── Records supplied ──
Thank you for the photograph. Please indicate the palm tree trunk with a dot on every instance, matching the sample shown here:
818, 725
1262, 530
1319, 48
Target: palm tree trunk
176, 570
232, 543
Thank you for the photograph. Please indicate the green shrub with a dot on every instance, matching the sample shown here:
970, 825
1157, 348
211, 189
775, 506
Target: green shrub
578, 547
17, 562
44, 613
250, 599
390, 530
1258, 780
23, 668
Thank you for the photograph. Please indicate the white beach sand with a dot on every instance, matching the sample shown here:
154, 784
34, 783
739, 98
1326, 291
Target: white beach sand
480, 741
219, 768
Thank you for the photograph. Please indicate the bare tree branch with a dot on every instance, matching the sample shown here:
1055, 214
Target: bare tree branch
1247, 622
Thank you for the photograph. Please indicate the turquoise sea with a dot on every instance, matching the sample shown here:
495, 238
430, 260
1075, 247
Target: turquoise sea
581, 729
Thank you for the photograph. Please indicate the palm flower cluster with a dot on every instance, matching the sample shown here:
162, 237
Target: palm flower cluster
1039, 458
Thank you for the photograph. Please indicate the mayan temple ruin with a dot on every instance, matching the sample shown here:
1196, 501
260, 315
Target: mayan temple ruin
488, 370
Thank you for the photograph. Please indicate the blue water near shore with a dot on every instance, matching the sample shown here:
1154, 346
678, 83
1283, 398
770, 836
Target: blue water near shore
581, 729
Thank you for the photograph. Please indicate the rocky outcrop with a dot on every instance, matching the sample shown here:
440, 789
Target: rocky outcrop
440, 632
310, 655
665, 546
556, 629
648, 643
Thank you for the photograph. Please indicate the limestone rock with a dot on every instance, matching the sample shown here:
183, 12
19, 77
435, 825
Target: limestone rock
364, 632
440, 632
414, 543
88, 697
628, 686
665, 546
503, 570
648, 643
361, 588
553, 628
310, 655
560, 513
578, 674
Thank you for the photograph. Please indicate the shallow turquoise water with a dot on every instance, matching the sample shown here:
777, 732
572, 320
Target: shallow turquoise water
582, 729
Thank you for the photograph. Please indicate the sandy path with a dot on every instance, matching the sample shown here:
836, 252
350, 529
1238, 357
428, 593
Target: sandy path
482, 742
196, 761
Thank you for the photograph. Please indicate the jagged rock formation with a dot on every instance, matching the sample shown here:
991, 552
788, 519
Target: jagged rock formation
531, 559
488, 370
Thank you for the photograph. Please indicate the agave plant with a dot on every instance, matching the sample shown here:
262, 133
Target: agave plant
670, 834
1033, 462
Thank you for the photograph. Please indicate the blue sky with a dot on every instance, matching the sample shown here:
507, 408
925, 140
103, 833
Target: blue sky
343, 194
───
> Directions for this task
Reproduce every line of the listing above without changing anything.

> Correct result
Thank you for the photograph. Please indicate the palm tree trunk with a dot on every instance, matching the sample shown here:
818, 725
1262, 530
1319, 48
Target: palm tree trunk
176, 570
232, 543
Thank you for the photograph. Please indicate the green shrub with a dot on every instance, matching the sample shown here:
970, 825
1157, 348
211, 189
775, 506
Target: green shrub
578, 547
17, 562
44, 613
250, 599
390, 530
1258, 780
23, 668
Thank you for the photograph. Please indicate the white beach sand with a dot on every instance, matching the sample shown here:
154, 784
34, 783
739, 98
1326, 291
Target: white beach sand
480, 741
219, 768
Thank you for the photograph. Please indicate the bare tree branch with a dot on every instance, matching the sample shown here:
1055, 214
Target: bare tree branch
1247, 622
Thank you for the photograph. Please indicate the turquoise sea with a dot on every instance, matching the sample shown here:
495, 238
430, 260
1075, 247
Target: turquoise sea
581, 729
Thank you for the photograph. Please indicate the palm flower cluster with a dot on every instance, matching the sample shown here:
162, 237
Target: palm flower cluster
1039, 458
Thank you for the photograph. Please indicate the mayan temple ruin with a dot on every instance, matching the sample shown here:
1196, 501
260, 315
Target: mayan temple ruin
488, 370
Thank you for the photograph. Please indicate the blue water near shore with a dot on every instance, matching the sample shown here:
1154, 346
678, 83
1283, 398
770, 836
Target: blue water near shore
581, 729
Thank you for the photograph. Please indicate the rocky outcrop with a dot on every instance, matching the sample shown here:
440, 789
Target: rocky outcrop
440, 632
310, 655
665, 546
556, 629
648, 643
Thank you for the photograph. Please indicate the limestone rock with a dot on every instance, matching the sample shown here:
183, 12
19, 77
435, 825
Target: limestone rock
364, 632
440, 632
414, 543
88, 697
628, 686
665, 546
503, 570
648, 643
361, 588
553, 628
310, 655
560, 513
578, 674
Thank you for the photograph. Please indicate the shallow turquoise water with a dot on every instance, matching the sample shown here:
777, 732
572, 320
Target: shallow turquoise water
582, 729
Thank you for the photograph. Please indicate the sandy path with a dot on every instance, matching the sample shown here:
836, 252
350, 529
1238, 357
428, 593
Target: sandy path
482, 742
196, 761
Thank you for the photograph. Please indicate the jagged rock formation with a dot on every instance, matching the sample shown here:
991, 552
788, 519
Target: jagged rock formation
531, 559
488, 370
Thank you for the photograph. Please indicate the agave plant with a dot on every instance, matching the sample shown here:
262, 133
Target: agave plant
670, 834
1033, 462
Thank you for the photograph. Please indicate the blue sky with a dot on every instance, matching the sample shown here:
507, 408
925, 140
103, 833
Target: blue sky
343, 194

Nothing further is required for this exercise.